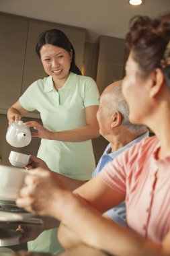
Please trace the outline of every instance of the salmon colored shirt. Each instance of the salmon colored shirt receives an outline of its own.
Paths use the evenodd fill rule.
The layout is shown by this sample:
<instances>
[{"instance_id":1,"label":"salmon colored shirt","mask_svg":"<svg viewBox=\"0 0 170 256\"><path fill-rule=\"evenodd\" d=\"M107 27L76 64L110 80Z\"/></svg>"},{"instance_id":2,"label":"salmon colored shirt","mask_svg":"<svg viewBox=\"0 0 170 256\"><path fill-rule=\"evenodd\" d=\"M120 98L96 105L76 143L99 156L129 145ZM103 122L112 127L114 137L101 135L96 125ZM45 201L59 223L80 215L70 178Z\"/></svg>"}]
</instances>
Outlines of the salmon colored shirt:
<instances>
[{"instance_id":1,"label":"salmon colored shirt","mask_svg":"<svg viewBox=\"0 0 170 256\"><path fill-rule=\"evenodd\" d=\"M159 148L156 137L144 139L99 174L126 197L128 227L157 243L170 228L170 156L158 160Z\"/></svg>"}]
</instances>

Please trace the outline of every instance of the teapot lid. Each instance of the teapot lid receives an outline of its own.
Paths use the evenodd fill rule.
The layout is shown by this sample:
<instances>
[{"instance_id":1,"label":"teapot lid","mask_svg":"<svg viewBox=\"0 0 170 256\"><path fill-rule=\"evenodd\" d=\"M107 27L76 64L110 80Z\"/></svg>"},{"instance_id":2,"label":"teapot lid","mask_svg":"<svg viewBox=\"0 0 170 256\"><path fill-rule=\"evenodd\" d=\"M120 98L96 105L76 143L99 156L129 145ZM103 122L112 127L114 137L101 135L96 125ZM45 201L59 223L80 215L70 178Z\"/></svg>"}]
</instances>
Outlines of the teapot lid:
<instances>
[{"instance_id":1,"label":"teapot lid","mask_svg":"<svg viewBox=\"0 0 170 256\"><path fill-rule=\"evenodd\" d=\"M15 121L7 130L6 139L13 147L25 147L32 140L30 129L22 121Z\"/></svg>"},{"instance_id":2,"label":"teapot lid","mask_svg":"<svg viewBox=\"0 0 170 256\"><path fill-rule=\"evenodd\" d=\"M23 121L22 120L15 121L15 122L13 122L11 124L11 125L15 128L19 128L19 128L22 128L22 127L26 128L26 125L23 123Z\"/></svg>"}]
</instances>

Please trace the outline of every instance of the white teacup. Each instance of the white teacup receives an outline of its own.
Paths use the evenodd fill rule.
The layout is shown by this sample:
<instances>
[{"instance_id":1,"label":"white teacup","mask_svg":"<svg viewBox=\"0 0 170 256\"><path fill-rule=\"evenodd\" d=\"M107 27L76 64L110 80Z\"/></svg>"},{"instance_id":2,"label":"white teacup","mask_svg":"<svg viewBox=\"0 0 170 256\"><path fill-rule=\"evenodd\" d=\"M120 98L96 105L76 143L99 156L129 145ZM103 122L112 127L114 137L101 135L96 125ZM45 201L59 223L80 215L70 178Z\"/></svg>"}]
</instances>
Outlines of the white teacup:
<instances>
[{"instance_id":1,"label":"white teacup","mask_svg":"<svg viewBox=\"0 0 170 256\"><path fill-rule=\"evenodd\" d=\"M11 165L17 167L24 167L30 161L30 156L25 154L11 151L9 156L9 160Z\"/></svg>"},{"instance_id":2,"label":"white teacup","mask_svg":"<svg viewBox=\"0 0 170 256\"><path fill-rule=\"evenodd\" d=\"M0 165L0 199L15 200L24 186L27 173L25 169Z\"/></svg>"}]
</instances>

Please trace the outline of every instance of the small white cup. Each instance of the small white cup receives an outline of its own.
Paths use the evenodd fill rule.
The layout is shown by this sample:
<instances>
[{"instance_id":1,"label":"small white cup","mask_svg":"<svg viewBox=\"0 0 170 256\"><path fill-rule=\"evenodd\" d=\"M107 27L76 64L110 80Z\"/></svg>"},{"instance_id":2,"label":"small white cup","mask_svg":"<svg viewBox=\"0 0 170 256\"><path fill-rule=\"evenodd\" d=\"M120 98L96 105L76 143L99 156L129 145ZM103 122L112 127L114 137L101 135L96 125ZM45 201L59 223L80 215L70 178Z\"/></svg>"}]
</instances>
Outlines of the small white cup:
<instances>
[{"instance_id":1,"label":"small white cup","mask_svg":"<svg viewBox=\"0 0 170 256\"><path fill-rule=\"evenodd\" d=\"M30 161L30 156L25 154L11 151L9 156L9 160L11 165L17 167L24 167Z\"/></svg>"},{"instance_id":2,"label":"small white cup","mask_svg":"<svg viewBox=\"0 0 170 256\"><path fill-rule=\"evenodd\" d=\"M27 174L25 169L0 164L0 199L15 200Z\"/></svg>"}]
</instances>

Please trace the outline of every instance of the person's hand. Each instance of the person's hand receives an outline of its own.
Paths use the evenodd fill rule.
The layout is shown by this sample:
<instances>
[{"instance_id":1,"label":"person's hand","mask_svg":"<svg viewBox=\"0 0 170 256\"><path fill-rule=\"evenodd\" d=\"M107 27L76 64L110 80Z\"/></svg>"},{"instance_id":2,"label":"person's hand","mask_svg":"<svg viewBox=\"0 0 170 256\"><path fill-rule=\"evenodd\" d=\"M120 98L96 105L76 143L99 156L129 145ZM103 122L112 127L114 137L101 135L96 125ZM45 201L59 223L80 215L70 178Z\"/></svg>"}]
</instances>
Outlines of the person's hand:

----

Transcribe every entry word for word, but omit the pictures.

■ SOLUTION BELOW ■
Please trace the outline of every instance of the salmon colored shirt. Each instance of the salmon colored shirt receives an outline of its own.
Paths use the evenodd fill rule.
The layout is shown by this sample:
<instances>
[{"instance_id":1,"label":"salmon colored shirt","mask_svg":"<svg viewBox=\"0 0 170 256\"><path fill-rule=\"evenodd\" d=\"M107 27L76 64L110 80Z\"/></svg>"},{"instance_id":2,"label":"salmon colored shirt","mask_svg":"<svg viewBox=\"0 0 170 256\"><path fill-rule=\"evenodd\" d=\"M120 98L96 105L76 143L99 156L129 145ZM103 122L112 127L114 137L101 135L96 125ZM45 201L59 223L80 215L70 178Z\"/></svg>"}]
</instances>
Outlines of the salmon colored shirt:
<instances>
[{"instance_id":1,"label":"salmon colored shirt","mask_svg":"<svg viewBox=\"0 0 170 256\"><path fill-rule=\"evenodd\" d=\"M159 148L156 137L144 139L99 174L126 197L128 227L157 243L170 228L170 156L158 160Z\"/></svg>"}]
</instances>

Please trace the outline of every instance of the teapot lid. Each instance of the teapot lid receives an outline of its own.
Paths use the evenodd fill rule.
The layout is shown by this sample:
<instances>
[{"instance_id":1,"label":"teapot lid","mask_svg":"<svg viewBox=\"0 0 170 256\"><path fill-rule=\"evenodd\" d=\"M107 27L76 64L110 80Z\"/></svg>"},{"instance_id":2,"label":"teapot lid","mask_svg":"<svg viewBox=\"0 0 170 256\"><path fill-rule=\"evenodd\" d=\"M120 98L96 105L76 143L99 156L129 145ZM103 122L112 127L114 137L101 135L96 125ZM45 201L59 223L80 215L70 178Z\"/></svg>"}]
</instances>
Outlines of the teapot lid:
<instances>
[{"instance_id":1,"label":"teapot lid","mask_svg":"<svg viewBox=\"0 0 170 256\"><path fill-rule=\"evenodd\" d=\"M15 121L7 130L6 139L13 147L25 147L32 140L30 129L22 121Z\"/></svg>"},{"instance_id":2,"label":"teapot lid","mask_svg":"<svg viewBox=\"0 0 170 256\"><path fill-rule=\"evenodd\" d=\"M23 121L22 120L15 121L15 122L13 122L11 124L11 125L15 128L19 128L19 128L22 128L22 127L26 128L26 125L23 123Z\"/></svg>"}]
</instances>

Please trace the outline of every instance of the white teacup. Each instance of the white teacup receives an outline of its own.
Paths use the evenodd fill rule.
The layout is shown by this sample:
<instances>
[{"instance_id":1,"label":"white teacup","mask_svg":"<svg viewBox=\"0 0 170 256\"><path fill-rule=\"evenodd\" d=\"M107 27L76 64L110 80Z\"/></svg>"},{"instance_id":2,"label":"white teacup","mask_svg":"<svg viewBox=\"0 0 170 256\"><path fill-rule=\"evenodd\" d=\"M120 98L96 105L76 143L99 156L129 145ZM103 122L112 127L114 137L101 135L96 125ZM45 201L59 223L80 215L70 178Z\"/></svg>"}]
</instances>
Outlines of the white teacup:
<instances>
[{"instance_id":1,"label":"white teacup","mask_svg":"<svg viewBox=\"0 0 170 256\"><path fill-rule=\"evenodd\" d=\"M11 165L17 167L24 167L30 161L30 156L25 154L11 151L9 156L9 160Z\"/></svg>"},{"instance_id":2,"label":"white teacup","mask_svg":"<svg viewBox=\"0 0 170 256\"><path fill-rule=\"evenodd\" d=\"M0 165L0 199L15 200L24 186L27 173L25 169Z\"/></svg>"}]
</instances>

Please trace the outline of every instance of the small white cup. Each instance of the small white cup receives an outline of its own.
Paths use the evenodd fill rule.
The layout is shown by this sample:
<instances>
[{"instance_id":1,"label":"small white cup","mask_svg":"<svg viewBox=\"0 0 170 256\"><path fill-rule=\"evenodd\" d=\"M107 27L76 64L110 80Z\"/></svg>"},{"instance_id":2,"label":"small white cup","mask_svg":"<svg viewBox=\"0 0 170 256\"><path fill-rule=\"evenodd\" d=\"M120 98L96 105L76 143L99 156L129 145ZM103 122L112 127L114 137L101 135L96 125ZM45 201L59 223L80 215L70 178Z\"/></svg>"}]
</instances>
Outlines of the small white cup:
<instances>
[{"instance_id":1,"label":"small white cup","mask_svg":"<svg viewBox=\"0 0 170 256\"><path fill-rule=\"evenodd\" d=\"M30 161L30 156L25 154L11 151L9 156L9 160L11 165L17 167L24 167Z\"/></svg>"},{"instance_id":2,"label":"small white cup","mask_svg":"<svg viewBox=\"0 0 170 256\"><path fill-rule=\"evenodd\" d=\"M27 174L25 169L0 164L0 199L15 200Z\"/></svg>"}]
</instances>

Please trace the outline of every instance of the person's hand. Each instance of the person's hand receives an outline of its own.
Paths use the evenodd fill rule.
The layout is shown by this sample:
<instances>
[{"instance_id":1,"label":"person's hand","mask_svg":"<svg viewBox=\"0 0 170 256\"><path fill-rule=\"evenodd\" d=\"M107 27L76 64L110 80Z\"/></svg>"},{"instance_id":2,"label":"person's hand","mask_svg":"<svg viewBox=\"0 0 170 256\"><path fill-rule=\"evenodd\" d=\"M120 98L96 105L76 143L99 156L129 145ZM103 122L112 127L114 137L101 135L96 125ZM45 201L59 223L80 215L70 178Z\"/></svg>"}]
</instances>
Outlines of the person's hand:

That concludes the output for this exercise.